Instrução =
No excerto sobre o regime emolumentar dos municípios, que valor de emolumento a recorrente pagaria pelo regime legal anterior?

Excerto do texto =

══════════

9. No entender da Câmara Municipal recorrente, a norma em questão seria também inconstitucional por violação do princípio da igualdade. O regime emolumentar em questão discriminaria os municípios mais pequenos – com o aumento da percentagem referido e a consequente fixação dos emolumentos, na maioria dos casos, no limite máximo –, quer ao equipará-los a municípios de muito diverso volume de receitas, quer ao, diversamente, não impor o pagamento de emolumentos a
'empresas de fim lucrativo, sujeitas à fiscalização sucessiva do Tribunal de Contas, se as contas de gerência não registarem lucros',
'sendo, de todo, inadmissível que um Município de parcos recursos se tenha visto a pagar um emolumento de 2 700 000$00 (dois milhões setecentos mil escudos), tanto como Lisboa, quando pagaria apenas 367 846$00 (trezentos e sessenta e sete mil oitocentos e quarenta e seis escudos), pelo regime legal anterior, ao mesmo tempo que empresas como a 'Parque Expo' não pagam nada, porque não dão lucros, apesar de movimentarem valores muitas vezes superiores à receita anual da Recorrente;'
10. É sabido que o princípio da igualdade, tal como tem sido entendido na jurisprudência deste Tribunal, não proíbe ao legislador que faça distinções. Proíbe apenas diferenciações de tratamento sem fundamento material bastante, sem uma justificação razoável, segundo critérios objectivos e relevantes. É esta, aliás, uma formulação repetida frequentemente por este Tribunal (cf., por exemplo, os Acórdãos deste Tribunal n.ºs 39/88, 325/92, 210/93, 302/97, 12/99 e
683/99, publicados, nos ATC, respectivamente, vol. 11º, pp. 233 e ss.,vol. 23º, pp. 369 e ss., vol. 24º, pp. 549 e ss., vol. 36º, pp. 793 e ss., e no DR, II Série, de 25 de Março de 1999, e de 3 de Fevereiro de 2000). Como princípio de proibição do arbítrio no estabelecimento da distinção, tolera, pois, o princípio da igualdade a previsão de diferenciações no tratamento jurídico de situações que se afigurem, sob um ou mais pontos de vista, idênticas, desde que, por outro lado, apoiadas numa justificação ou fundamento razoável, sob um ponto de vista que possa ser considerado relevante. Ao impor ao legislador que trate de forma igual o que é igual e desigualmente o que é desigual, esse princípio supõe, assim, uma comparação de situações, a realizar a partir de determinado ponto de vista. E, justamente, a perspectiva pela qual se fundamenta essa desigualdade, e, consequentemente, a justificação para o tratamento desigual, não podem ser arbitrárias. Antes tem de se poder considerar tal justificação para a distinção como razoável, constitucionalmente relevante. O princípio da igualdade apresenta-se, assim, como um limite à liberdade de conformação do legislador. Como se salientou no Acórdão n.º 425/87 (ATC, vol.

══════════

Conteúdo dos dados =
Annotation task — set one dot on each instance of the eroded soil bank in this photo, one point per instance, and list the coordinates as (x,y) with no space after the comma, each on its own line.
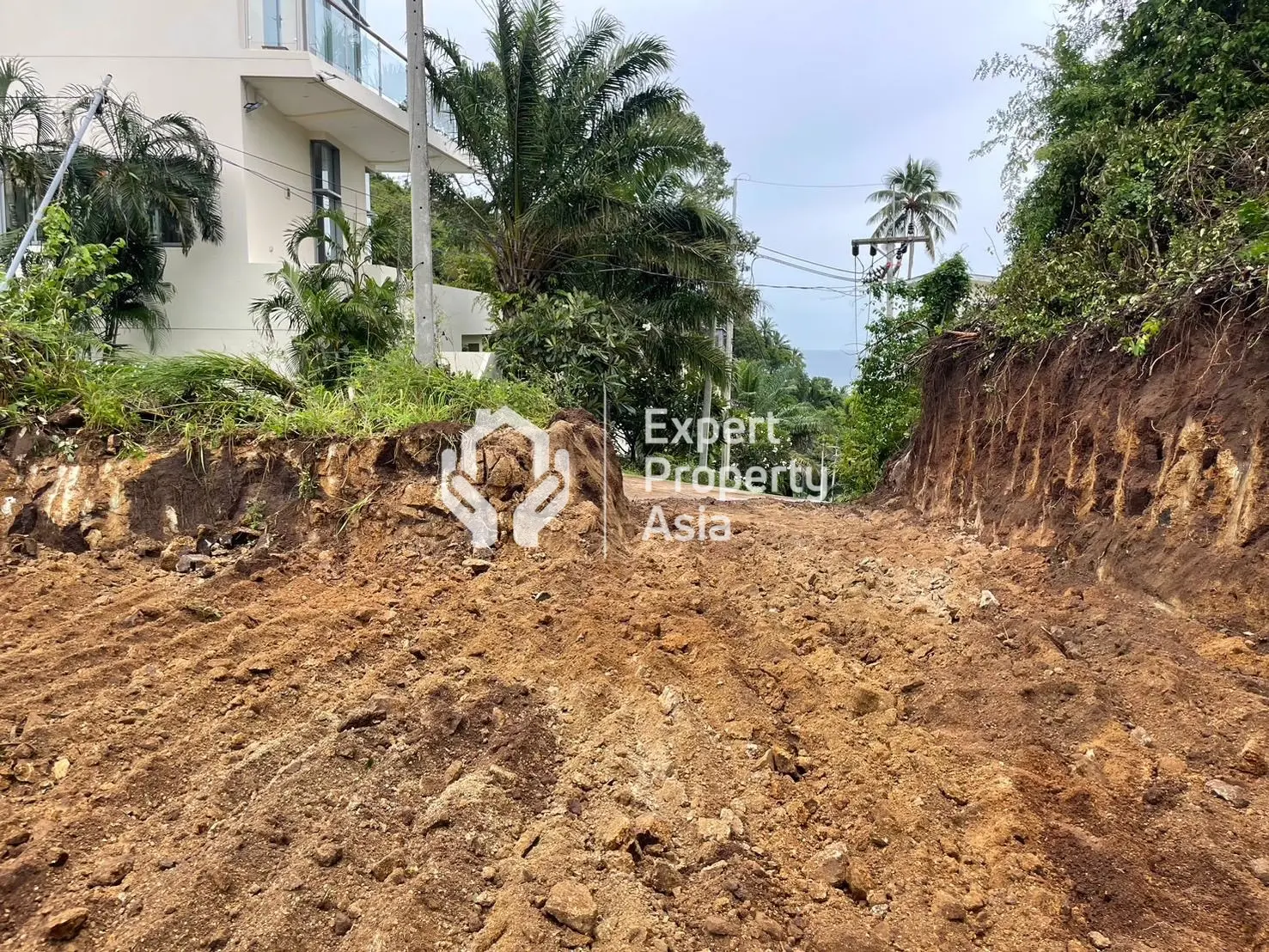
(820,735)
(1151,473)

══════════

Solução escrita =
367 846$00 (trezentos e sessenta e sete mil oitocentos e quarenta e seis escudos).